### STATED GOAL
Reproduce all records exactly.

### Extracted records
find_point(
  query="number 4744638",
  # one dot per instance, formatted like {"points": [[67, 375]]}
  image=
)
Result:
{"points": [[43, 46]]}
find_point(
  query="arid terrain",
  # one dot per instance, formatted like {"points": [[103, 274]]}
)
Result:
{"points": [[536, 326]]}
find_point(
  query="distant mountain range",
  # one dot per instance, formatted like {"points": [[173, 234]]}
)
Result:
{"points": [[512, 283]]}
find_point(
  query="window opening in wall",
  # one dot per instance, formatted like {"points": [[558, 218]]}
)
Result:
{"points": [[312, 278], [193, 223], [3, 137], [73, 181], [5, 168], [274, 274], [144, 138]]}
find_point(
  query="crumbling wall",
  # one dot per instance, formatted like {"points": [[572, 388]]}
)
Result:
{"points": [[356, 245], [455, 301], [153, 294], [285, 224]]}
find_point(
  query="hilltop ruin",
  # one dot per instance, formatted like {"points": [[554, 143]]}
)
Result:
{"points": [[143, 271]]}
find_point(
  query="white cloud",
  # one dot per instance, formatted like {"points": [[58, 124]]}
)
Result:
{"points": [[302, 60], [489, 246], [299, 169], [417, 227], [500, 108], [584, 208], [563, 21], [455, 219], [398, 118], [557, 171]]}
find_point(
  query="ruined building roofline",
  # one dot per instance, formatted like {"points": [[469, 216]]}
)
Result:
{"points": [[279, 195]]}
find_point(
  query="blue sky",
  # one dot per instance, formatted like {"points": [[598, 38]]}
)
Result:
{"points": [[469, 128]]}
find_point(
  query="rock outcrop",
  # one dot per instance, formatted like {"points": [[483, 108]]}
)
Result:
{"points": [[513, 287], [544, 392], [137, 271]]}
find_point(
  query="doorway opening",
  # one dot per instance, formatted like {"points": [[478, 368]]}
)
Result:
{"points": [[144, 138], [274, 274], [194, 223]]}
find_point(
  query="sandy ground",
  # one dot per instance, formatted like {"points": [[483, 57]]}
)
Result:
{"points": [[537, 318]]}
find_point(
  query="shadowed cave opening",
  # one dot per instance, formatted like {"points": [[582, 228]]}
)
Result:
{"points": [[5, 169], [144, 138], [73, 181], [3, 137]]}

### COMPLETE ANSWER
find_point(
  query="number 4744638",
  # one dot per instance, formatted like {"points": [[67, 375]]}
  image=
)
Result:
{"points": [[43, 46]]}
find_point(
  query="arid terrain",
  # one dot per instance, formatted like {"points": [[103, 274]]}
)
Result:
{"points": [[536, 326]]}
find_point(
  query="distant mountain range",
  # one dot per instance, formatted like {"points": [[173, 234]]}
)
Result:
{"points": [[512, 283]]}
find_point(
  query="window opening in wall",
  # one dot per instance, formatted like {"points": [[558, 218]]}
)
Result:
{"points": [[312, 278], [193, 223], [3, 137], [73, 181], [5, 168], [274, 274], [144, 138]]}
find_point(
  query="crumbling wall",
  # one dot per instance, formatted like {"points": [[572, 388]]}
)
Result:
{"points": [[356, 245], [455, 301], [153, 294], [285, 224]]}
find_point(
  query="hilltop ruin",
  # one dot per instance, formatted like {"points": [[554, 143]]}
)
Result:
{"points": [[143, 271]]}
find_point(
  query="white cloud",
  # one dot per instance, formatted like {"points": [[58, 124]]}
)
Result:
{"points": [[302, 60], [489, 246], [299, 169], [417, 227], [500, 108], [584, 208], [563, 21], [455, 219], [398, 118], [557, 171]]}
find_point(
  query="ruined building roofline",
  # one dot per instance, formatted like {"points": [[469, 216]]}
)
Result:
{"points": [[279, 195]]}
find_point(
  query="blue sky",
  # one dot per instance, formatted like {"points": [[598, 38]]}
)
Result:
{"points": [[469, 128]]}
find_point(
  query="rock outcrop",
  # one dot per instance, formatted like {"points": [[483, 108]]}
)
Result:
{"points": [[513, 287], [544, 392], [137, 271]]}
find_point(
  query="doorway opening",
  # one dot per instance, formatted like {"points": [[478, 368]]}
)
Result:
{"points": [[144, 138], [274, 274], [194, 223]]}
find_point(
  query="sandy ground",
  # one dot per instance, formatted like {"points": [[483, 57]]}
)
Result:
{"points": [[537, 318]]}
find_point(
  query="shadowed cave opening",
  # one dot per instance, formatted like {"points": [[582, 228]]}
)
Result:
{"points": [[5, 169], [144, 138], [73, 181], [3, 137]]}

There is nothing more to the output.